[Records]
%%

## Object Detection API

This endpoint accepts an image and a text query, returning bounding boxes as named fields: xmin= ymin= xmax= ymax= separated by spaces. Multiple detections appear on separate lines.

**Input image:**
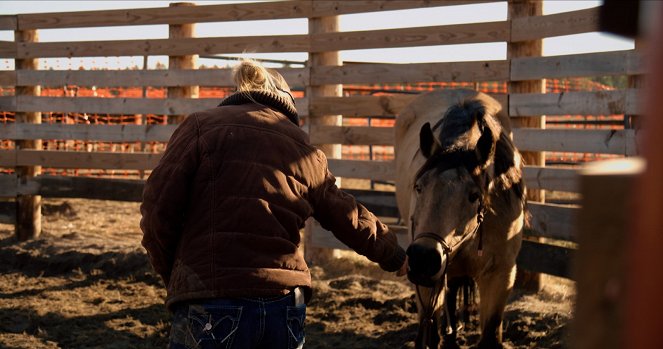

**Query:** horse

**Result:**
xmin=395 ymin=89 xmax=526 ymax=348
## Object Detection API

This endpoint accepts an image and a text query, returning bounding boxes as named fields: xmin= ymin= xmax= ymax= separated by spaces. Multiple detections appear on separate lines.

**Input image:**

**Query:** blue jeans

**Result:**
xmin=169 ymin=292 xmax=306 ymax=349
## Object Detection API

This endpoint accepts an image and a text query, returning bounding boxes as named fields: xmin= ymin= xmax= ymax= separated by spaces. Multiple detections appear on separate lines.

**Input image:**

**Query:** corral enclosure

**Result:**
xmin=0 ymin=0 xmax=644 ymax=346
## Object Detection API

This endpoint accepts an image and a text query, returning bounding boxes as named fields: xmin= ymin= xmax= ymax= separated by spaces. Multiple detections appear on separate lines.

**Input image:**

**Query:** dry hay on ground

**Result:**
xmin=0 ymin=199 xmax=574 ymax=349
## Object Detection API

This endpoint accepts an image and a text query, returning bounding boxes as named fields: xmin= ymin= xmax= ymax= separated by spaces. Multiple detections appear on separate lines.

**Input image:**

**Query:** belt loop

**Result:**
xmin=293 ymin=287 xmax=305 ymax=306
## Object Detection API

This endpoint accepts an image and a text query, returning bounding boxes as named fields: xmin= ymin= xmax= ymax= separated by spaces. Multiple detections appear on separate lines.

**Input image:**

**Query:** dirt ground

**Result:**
xmin=0 ymin=199 xmax=575 ymax=349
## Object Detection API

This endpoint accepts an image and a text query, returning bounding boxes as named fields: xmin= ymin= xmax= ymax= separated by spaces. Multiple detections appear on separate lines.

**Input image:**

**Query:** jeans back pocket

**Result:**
xmin=186 ymin=305 xmax=242 ymax=349
xmin=286 ymin=304 xmax=306 ymax=349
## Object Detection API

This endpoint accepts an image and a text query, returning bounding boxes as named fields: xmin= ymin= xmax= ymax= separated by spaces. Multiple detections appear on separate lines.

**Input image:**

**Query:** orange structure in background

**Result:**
xmin=0 ymin=78 xmax=624 ymax=176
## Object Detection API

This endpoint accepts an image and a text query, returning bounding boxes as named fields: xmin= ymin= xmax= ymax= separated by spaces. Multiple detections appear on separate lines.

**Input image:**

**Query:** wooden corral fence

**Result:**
xmin=0 ymin=0 xmax=644 ymax=277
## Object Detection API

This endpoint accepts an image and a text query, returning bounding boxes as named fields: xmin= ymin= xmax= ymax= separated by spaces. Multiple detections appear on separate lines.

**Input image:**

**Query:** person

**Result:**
xmin=140 ymin=60 xmax=406 ymax=349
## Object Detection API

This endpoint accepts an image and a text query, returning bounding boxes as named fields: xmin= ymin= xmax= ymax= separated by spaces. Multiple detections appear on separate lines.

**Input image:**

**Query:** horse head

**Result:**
xmin=407 ymin=100 xmax=501 ymax=287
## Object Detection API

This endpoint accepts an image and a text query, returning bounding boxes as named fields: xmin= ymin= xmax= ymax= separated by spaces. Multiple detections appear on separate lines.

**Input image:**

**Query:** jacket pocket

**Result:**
xmin=286 ymin=304 xmax=306 ymax=349
xmin=186 ymin=305 xmax=242 ymax=349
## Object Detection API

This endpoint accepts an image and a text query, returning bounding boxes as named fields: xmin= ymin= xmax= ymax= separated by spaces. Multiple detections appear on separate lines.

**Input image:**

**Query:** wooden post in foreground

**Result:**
xmin=168 ymin=2 xmax=199 ymax=124
xmin=14 ymin=29 xmax=41 ymax=241
xmin=305 ymin=6 xmax=343 ymax=263
xmin=507 ymin=0 xmax=546 ymax=291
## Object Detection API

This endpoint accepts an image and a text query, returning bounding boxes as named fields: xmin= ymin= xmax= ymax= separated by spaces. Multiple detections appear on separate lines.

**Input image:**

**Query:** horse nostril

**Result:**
xmin=406 ymin=244 xmax=442 ymax=277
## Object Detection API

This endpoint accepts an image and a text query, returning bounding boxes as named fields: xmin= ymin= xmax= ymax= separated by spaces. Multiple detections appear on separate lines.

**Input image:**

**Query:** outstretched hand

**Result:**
xmin=396 ymin=256 xmax=408 ymax=276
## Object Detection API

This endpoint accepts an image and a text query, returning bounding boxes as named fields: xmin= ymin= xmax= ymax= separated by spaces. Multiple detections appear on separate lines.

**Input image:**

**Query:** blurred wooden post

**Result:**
xmin=570 ymin=158 xmax=644 ymax=349
xmin=14 ymin=29 xmax=41 ymax=241
xmin=168 ymin=2 xmax=199 ymax=124
xmin=305 ymin=1 xmax=343 ymax=263
xmin=507 ymin=0 xmax=546 ymax=291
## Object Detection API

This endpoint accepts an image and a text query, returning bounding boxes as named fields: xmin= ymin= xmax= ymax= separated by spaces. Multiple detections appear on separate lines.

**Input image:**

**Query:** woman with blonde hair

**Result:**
xmin=141 ymin=60 xmax=405 ymax=349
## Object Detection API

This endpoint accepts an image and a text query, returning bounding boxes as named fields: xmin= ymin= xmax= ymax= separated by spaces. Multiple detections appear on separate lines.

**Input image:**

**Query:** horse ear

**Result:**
xmin=419 ymin=122 xmax=442 ymax=159
xmin=476 ymin=118 xmax=496 ymax=166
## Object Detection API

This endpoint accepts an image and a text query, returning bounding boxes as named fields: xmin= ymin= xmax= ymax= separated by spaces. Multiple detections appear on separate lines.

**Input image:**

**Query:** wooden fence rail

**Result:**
xmin=0 ymin=0 xmax=646 ymax=277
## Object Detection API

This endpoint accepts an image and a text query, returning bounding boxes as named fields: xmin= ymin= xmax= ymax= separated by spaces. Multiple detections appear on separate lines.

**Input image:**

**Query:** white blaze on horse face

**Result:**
xmin=412 ymin=168 xmax=479 ymax=250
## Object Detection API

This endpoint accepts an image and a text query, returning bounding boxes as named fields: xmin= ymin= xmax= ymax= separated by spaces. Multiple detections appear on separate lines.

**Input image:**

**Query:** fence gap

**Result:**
xmin=14 ymin=29 xmax=42 ymax=241
xmin=507 ymin=0 xmax=546 ymax=291
xmin=305 ymin=2 xmax=343 ymax=262
xmin=168 ymin=2 xmax=199 ymax=124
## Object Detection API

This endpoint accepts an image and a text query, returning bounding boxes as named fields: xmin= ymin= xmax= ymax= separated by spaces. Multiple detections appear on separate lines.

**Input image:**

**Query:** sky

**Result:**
xmin=0 ymin=0 xmax=634 ymax=70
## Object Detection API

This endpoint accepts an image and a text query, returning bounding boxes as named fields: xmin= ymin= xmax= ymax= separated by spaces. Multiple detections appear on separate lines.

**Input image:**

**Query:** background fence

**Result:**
xmin=0 ymin=0 xmax=644 ymax=277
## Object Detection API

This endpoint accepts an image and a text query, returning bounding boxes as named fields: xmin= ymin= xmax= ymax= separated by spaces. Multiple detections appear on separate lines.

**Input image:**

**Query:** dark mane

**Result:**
xmin=415 ymin=99 xmax=524 ymax=205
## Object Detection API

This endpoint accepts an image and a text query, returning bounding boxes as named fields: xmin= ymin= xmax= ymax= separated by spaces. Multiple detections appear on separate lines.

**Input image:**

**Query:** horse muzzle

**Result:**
xmin=406 ymin=240 xmax=449 ymax=287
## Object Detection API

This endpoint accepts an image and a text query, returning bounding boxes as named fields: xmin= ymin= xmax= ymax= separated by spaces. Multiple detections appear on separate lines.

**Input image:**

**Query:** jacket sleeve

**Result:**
xmin=140 ymin=115 xmax=199 ymax=286
xmin=311 ymin=152 xmax=405 ymax=272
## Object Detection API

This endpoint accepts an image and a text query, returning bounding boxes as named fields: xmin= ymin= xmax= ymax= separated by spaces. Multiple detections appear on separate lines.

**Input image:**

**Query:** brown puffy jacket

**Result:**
xmin=141 ymin=93 xmax=405 ymax=308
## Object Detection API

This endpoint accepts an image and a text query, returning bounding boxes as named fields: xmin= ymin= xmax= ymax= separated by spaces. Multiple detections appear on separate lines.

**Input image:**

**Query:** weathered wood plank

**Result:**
xmin=523 ymin=166 xmax=579 ymax=193
xmin=516 ymin=240 xmax=576 ymax=279
xmin=311 ymin=61 xmax=509 ymax=85
xmin=329 ymin=159 xmax=395 ymax=181
xmin=0 ymin=150 xmax=163 ymax=170
xmin=511 ymin=50 xmax=646 ymax=81
xmin=18 ymin=1 xmax=311 ymax=29
xmin=11 ymin=96 xmax=308 ymax=116
xmin=527 ymin=202 xmax=580 ymax=241
xmin=509 ymin=89 xmax=641 ymax=117
xmin=15 ymin=35 xmax=309 ymax=58
xmin=312 ymin=0 xmax=495 ymax=17
xmin=511 ymin=7 xmax=600 ymax=42
xmin=17 ymin=68 xmax=308 ymax=87
xmin=310 ymin=21 xmax=509 ymax=52
xmin=0 ymin=41 xmax=18 ymax=58
xmin=0 ymin=123 xmax=177 ymax=142
xmin=513 ymin=128 xmax=637 ymax=156
xmin=0 ymin=15 xmax=18 ymax=30
xmin=14 ymin=0 xmax=494 ymax=30
xmin=309 ymin=125 xmax=394 ymax=145
xmin=0 ymin=70 xmax=16 ymax=86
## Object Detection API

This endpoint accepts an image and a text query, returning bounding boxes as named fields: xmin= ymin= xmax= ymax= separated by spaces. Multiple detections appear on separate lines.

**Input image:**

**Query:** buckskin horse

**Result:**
xmin=395 ymin=90 xmax=526 ymax=348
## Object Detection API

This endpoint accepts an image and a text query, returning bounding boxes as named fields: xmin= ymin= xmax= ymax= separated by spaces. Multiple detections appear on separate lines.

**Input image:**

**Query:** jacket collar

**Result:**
xmin=219 ymin=90 xmax=299 ymax=127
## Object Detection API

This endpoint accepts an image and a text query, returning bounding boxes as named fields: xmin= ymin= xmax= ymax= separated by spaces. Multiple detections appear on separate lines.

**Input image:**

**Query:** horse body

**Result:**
xmin=395 ymin=90 xmax=525 ymax=348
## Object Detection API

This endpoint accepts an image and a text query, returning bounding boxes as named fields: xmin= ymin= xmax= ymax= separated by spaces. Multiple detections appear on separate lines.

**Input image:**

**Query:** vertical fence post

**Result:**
xmin=507 ymin=0 xmax=546 ymax=291
xmin=14 ymin=29 xmax=41 ymax=241
xmin=305 ymin=0 xmax=343 ymax=262
xmin=168 ymin=2 xmax=199 ymax=124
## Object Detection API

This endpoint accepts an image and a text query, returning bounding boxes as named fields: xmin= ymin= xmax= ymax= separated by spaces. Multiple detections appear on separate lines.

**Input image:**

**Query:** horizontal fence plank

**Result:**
xmin=0 ymin=70 xmax=16 ymax=86
xmin=16 ymin=0 xmax=482 ymax=30
xmin=309 ymin=125 xmax=394 ymax=145
xmin=0 ymin=15 xmax=18 ymax=30
xmin=15 ymin=35 xmax=310 ymax=58
xmin=0 ymin=41 xmax=17 ymax=58
xmin=513 ymin=128 xmax=637 ymax=156
xmin=7 ymin=96 xmax=308 ymax=116
xmin=18 ymin=1 xmax=311 ymax=29
xmin=17 ymin=68 xmax=308 ymax=87
xmin=511 ymin=50 xmax=646 ymax=81
xmin=309 ymin=94 xmax=507 ymax=116
xmin=511 ymin=7 xmax=600 ymax=42
xmin=0 ymin=150 xmax=163 ymax=170
xmin=310 ymin=21 xmax=509 ymax=52
xmin=313 ymin=0 xmax=496 ymax=17
xmin=526 ymin=201 xmax=580 ymax=242
xmin=516 ymin=240 xmax=576 ymax=279
xmin=311 ymin=61 xmax=509 ymax=85
xmin=523 ymin=166 xmax=580 ymax=193
xmin=509 ymin=89 xmax=641 ymax=117
xmin=0 ymin=123 xmax=177 ymax=142
xmin=329 ymin=159 xmax=396 ymax=181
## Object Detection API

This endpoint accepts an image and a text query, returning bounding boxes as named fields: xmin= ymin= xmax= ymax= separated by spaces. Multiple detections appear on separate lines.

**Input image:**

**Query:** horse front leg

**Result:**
xmin=414 ymin=287 xmax=444 ymax=349
xmin=477 ymin=266 xmax=516 ymax=349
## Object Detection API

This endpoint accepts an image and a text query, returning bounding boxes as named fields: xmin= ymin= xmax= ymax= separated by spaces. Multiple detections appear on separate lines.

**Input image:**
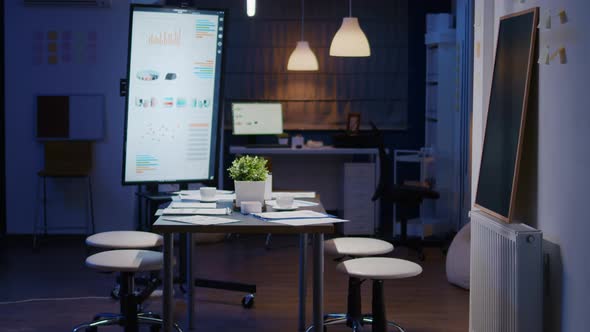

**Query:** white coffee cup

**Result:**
xmin=240 ymin=201 xmax=262 ymax=214
xmin=277 ymin=195 xmax=293 ymax=209
xmin=199 ymin=187 xmax=217 ymax=201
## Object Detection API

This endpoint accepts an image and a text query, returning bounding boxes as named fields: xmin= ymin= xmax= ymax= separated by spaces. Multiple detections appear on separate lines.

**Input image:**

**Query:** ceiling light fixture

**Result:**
xmin=330 ymin=0 xmax=371 ymax=57
xmin=287 ymin=0 xmax=319 ymax=71
xmin=246 ymin=0 xmax=256 ymax=17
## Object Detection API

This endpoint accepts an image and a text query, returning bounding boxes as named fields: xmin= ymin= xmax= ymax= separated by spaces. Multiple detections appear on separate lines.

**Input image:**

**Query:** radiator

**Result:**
xmin=469 ymin=211 xmax=543 ymax=332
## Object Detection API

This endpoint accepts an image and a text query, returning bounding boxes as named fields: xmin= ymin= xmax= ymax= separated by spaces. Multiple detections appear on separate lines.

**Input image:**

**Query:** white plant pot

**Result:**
xmin=234 ymin=181 xmax=266 ymax=206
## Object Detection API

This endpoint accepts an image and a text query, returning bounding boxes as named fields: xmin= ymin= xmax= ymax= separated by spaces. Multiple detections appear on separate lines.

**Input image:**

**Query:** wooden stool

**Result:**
xmin=337 ymin=257 xmax=422 ymax=332
xmin=308 ymin=237 xmax=393 ymax=330
xmin=73 ymin=249 xmax=182 ymax=332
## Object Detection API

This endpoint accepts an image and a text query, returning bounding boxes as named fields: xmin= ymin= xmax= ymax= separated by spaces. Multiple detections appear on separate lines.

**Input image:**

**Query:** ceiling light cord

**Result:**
xmin=300 ymin=0 xmax=305 ymax=40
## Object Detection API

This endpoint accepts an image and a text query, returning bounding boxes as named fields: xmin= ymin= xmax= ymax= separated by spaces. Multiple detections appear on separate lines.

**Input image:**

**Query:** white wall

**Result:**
xmin=4 ymin=1 xmax=135 ymax=234
xmin=472 ymin=0 xmax=590 ymax=332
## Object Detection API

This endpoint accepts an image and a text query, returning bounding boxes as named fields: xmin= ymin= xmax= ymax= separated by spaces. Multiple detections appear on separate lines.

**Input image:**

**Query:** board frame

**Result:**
xmin=474 ymin=7 xmax=539 ymax=223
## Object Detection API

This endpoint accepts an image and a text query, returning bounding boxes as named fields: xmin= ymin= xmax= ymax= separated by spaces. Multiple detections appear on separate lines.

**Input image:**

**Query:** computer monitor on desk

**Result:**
xmin=232 ymin=102 xmax=283 ymax=146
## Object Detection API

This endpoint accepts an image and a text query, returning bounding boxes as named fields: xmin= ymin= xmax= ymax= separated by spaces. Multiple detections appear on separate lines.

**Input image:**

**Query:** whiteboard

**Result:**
xmin=123 ymin=5 xmax=225 ymax=184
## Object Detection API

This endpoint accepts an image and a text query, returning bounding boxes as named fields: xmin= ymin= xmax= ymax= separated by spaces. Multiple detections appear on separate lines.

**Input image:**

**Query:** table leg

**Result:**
xmin=298 ymin=234 xmax=308 ymax=332
xmin=162 ymin=233 xmax=174 ymax=332
xmin=185 ymin=233 xmax=195 ymax=330
xmin=313 ymin=233 xmax=324 ymax=332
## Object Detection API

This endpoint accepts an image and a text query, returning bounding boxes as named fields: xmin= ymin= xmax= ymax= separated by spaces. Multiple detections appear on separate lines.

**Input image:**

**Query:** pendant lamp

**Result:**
xmin=330 ymin=0 xmax=371 ymax=57
xmin=287 ymin=0 xmax=319 ymax=71
xmin=246 ymin=0 xmax=256 ymax=17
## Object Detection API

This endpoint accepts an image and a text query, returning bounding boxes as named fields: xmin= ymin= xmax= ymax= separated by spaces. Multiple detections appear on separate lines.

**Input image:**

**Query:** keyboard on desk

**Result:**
xmin=245 ymin=144 xmax=291 ymax=149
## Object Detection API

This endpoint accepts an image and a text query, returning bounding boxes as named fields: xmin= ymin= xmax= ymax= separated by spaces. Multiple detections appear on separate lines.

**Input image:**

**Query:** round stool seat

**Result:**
xmin=86 ymin=249 xmax=164 ymax=272
xmin=324 ymin=237 xmax=393 ymax=257
xmin=86 ymin=231 xmax=164 ymax=249
xmin=337 ymin=257 xmax=422 ymax=280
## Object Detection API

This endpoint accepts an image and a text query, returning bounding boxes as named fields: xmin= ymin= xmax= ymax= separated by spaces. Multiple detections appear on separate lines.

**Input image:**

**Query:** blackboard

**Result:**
xmin=475 ymin=8 xmax=539 ymax=222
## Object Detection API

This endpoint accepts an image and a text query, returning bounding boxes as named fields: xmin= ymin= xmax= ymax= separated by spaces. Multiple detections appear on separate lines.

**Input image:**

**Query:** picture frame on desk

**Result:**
xmin=346 ymin=112 xmax=361 ymax=135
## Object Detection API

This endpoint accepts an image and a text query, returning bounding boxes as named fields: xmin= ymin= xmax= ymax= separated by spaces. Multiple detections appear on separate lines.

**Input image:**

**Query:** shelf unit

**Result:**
xmin=394 ymin=14 xmax=460 ymax=238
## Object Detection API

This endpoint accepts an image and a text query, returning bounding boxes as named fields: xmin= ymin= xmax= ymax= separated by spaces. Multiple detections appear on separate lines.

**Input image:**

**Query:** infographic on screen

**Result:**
xmin=123 ymin=7 xmax=224 ymax=184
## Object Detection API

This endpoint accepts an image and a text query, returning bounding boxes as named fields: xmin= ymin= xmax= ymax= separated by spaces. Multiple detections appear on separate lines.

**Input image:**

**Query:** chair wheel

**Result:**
xmin=110 ymin=285 xmax=121 ymax=300
xmin=242 ymin=294 xmax=254 ymax=309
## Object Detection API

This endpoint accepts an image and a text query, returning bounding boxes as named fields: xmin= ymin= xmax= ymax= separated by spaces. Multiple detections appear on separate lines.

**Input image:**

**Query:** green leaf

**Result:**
xmin=227 ymin=155 xmax=268 ymax=181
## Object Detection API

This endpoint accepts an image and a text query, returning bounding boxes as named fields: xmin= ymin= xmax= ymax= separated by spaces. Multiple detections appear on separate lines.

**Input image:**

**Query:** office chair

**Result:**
xmin=371 ymin=123 xmax=440 ymax=260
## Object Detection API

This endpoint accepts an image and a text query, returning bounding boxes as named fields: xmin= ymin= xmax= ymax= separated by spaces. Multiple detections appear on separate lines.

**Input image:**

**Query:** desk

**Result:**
xmin=229 ymin=146 xmax=380 ymax=234
xmin=152 ymin=202 xmax=334 ymax=332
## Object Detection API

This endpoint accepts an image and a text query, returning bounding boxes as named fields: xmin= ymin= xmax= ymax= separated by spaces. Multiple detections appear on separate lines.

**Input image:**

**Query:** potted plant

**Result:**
xmin=227 ymin=156 xmax=268 ymax=206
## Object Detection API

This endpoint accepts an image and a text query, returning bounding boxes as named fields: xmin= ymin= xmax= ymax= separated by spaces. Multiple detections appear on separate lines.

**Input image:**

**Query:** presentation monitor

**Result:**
xmin=123 ymin=5 xmax=225 ymax=185
xmin=231 ymin=102 xmax=283 ymax=135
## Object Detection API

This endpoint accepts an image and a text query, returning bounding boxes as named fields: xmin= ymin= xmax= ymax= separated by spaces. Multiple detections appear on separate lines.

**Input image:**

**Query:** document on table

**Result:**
xmin=180 ymin=191 xmax=236 ymax=202
xmin=252 ymin=210 xmax=333 ymax=220
xmin=264 ymin=199 xmax=319 ymax=209
xmin=266 ymin=218 xmax=349 ymax=226
xmin=169 ymin=202 xmax=217 ymax=209
xmin=156 ymin=208 xmax=231 ymax=216
xmin=174 ymin=189 xmax=234 ymax=195
xmin=272 ymin=191 xmax=315 ymax=198
xmin=162 ymin=216 xmax=239 ymax=225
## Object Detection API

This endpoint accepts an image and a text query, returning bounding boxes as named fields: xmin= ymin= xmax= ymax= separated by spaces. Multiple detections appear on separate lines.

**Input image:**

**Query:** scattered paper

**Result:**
xmin=180 ymin=191 xmax=236 ymax=202
xmin=161 ymin=208 xmax=231 ymax=216
xmin=264 ymin=200 xmax=319 ymax=209
xmin=169 ymin=202 xmax=217 ymax=209
xmin=268 ymin=218 xmax=349 ymax=226
xmin=272 ymin=191 xmax=315 ymax=198
xmin=252 ymin=210 xmax=332 ymax=220
xmin=174 ymin=189 xmax=234 ymax=195
xmin=162 ymin=216 xmax=239 ymax=225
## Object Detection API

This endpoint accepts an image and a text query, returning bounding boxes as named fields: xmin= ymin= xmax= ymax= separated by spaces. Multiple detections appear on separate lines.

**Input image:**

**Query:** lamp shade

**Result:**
xmin=287 ymin=41 xmax=319 ymax=71
xmin=330 ymin=17 xmax=371 ymax=57
xmin=246 ymin=0 xmax=256 ymax=17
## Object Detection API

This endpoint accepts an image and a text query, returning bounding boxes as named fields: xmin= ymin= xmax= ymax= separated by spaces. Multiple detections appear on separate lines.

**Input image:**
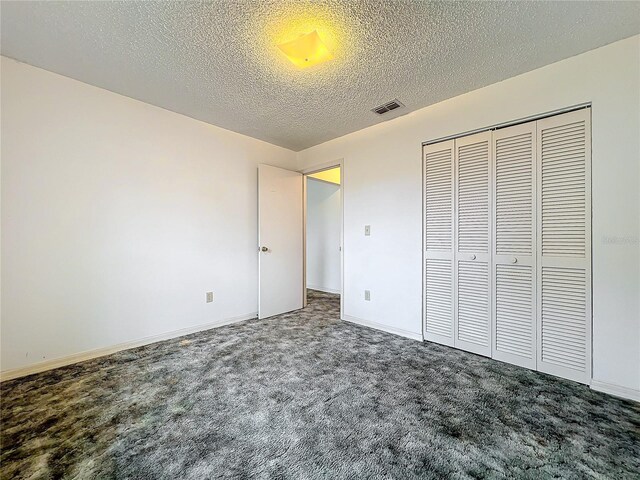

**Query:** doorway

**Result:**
xmin=304 ymin=164 xmax=343 ymax=316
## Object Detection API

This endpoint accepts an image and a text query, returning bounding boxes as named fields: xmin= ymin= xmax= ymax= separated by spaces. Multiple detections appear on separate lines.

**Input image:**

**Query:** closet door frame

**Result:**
xmin=453 ymin=130 xmax=493 ymax=357
xmin=536 ymin=108 xmax=593 ymax=385
xmin=422 ymin=140 xmax=455 ymax=347
xmin=491 ymin=121 xmax=538 ymax=370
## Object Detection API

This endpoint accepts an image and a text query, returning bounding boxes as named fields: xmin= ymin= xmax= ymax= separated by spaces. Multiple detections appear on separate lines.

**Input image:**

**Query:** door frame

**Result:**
xmin=298 ymin=158 xmax=345 ymax=320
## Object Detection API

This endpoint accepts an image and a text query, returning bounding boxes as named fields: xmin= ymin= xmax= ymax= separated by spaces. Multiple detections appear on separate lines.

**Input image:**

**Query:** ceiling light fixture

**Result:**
xmin=278 ymin=30 xmax=333 ymax=68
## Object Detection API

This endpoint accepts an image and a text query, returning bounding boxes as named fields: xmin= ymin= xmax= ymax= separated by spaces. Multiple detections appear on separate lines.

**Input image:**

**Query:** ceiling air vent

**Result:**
xmin=371 ymin=99 xmax=404 ymax=115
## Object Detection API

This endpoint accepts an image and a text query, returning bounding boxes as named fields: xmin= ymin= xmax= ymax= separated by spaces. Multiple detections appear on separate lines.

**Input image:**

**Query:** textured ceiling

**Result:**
xmin=1 ymin=0 xmax=640 ymax=150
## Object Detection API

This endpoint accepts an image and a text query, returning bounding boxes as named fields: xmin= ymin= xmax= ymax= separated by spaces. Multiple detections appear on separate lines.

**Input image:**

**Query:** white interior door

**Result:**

%%

STATED PROBLEM ▸ Arrange everything from the start of the data down to the line containing "xmin=293 ymin=287 xmax=305 ymax=306", both ends included, as a Markdown table with the columns Row and Line, putting a row number and one line in each row. Leave out blank lines and pictures.

EXERCISE SOLUTION ▸
| Row | Line |
|---|---|
| 1 | ## Object Detection API |
| 2 | This endpoint accepts an image and a text query, returning bounding boxes as named fields: xmin= ymin= xmax= ymax= separated by spaces. Multiple detections appear on separate lines. |
| 3 | **Input image:** |
| 4 | **Query:** horse |
| 5 | **Result:** |
| 6 | xmin=395 ymin=89 xmax=526 ymax=348 |
| 7 | ## Object Detection API |
| 8 | This endpoint accepts an image and a text query, returning bounding boxes as named fields: xmin= ymin= xmax= ymax= separated by spaces. Multiple detections appear on separate lines. |
| 9 | **Input image:** |
| 10 | **Query:** blue jeans |
| 11 | **Result:** |
| 12 | xmin=169 ymin=292 xmax=306 ymax=349 |
| 13 | ## Object Detection API |
| 14 | This endpoint accepts an image and a text query, returning bounding boxes as named fields: xmin= ymin= xmax= ymax= separated by spaces. Multiple detections appear on separate lines. |
| 15 | **Input image:** |
| 16 | **Query:** corral enclosure |
| 17 | **Result:** |
| 18 | xmin=0 ymin=0 xmax=644 ymax=346 |
| 19 | ## Object Detection API |
| 20 | This endpoint accepts an image and a text query, returning bounding boxes as named fields: xmin= ymin= xmax= ymax= separated by spaces. Multiple detections appear on separate lines. |
| 21 | **Input image:** |
| 22 | **Query:** dry hay on ground |
| 23 | **Result:** |
| 24 | xmin=0 ymin=199 xmax=574 ymax=349 |
| 25 | ## Object Detection API |
| 26 | This endpoint accepts an image and a text query, returning bounding boxes as named fields: xmin= ymin= xmax= ymax= separated by spaces. Multiple detections appear on separate lines. |
| 27 | **Input image:** |
| 28 | **Query:** belt loop |
| 29 | **Result:** |
| 30 | xmin=293 ymin=287 xmax=305 ymax=306 |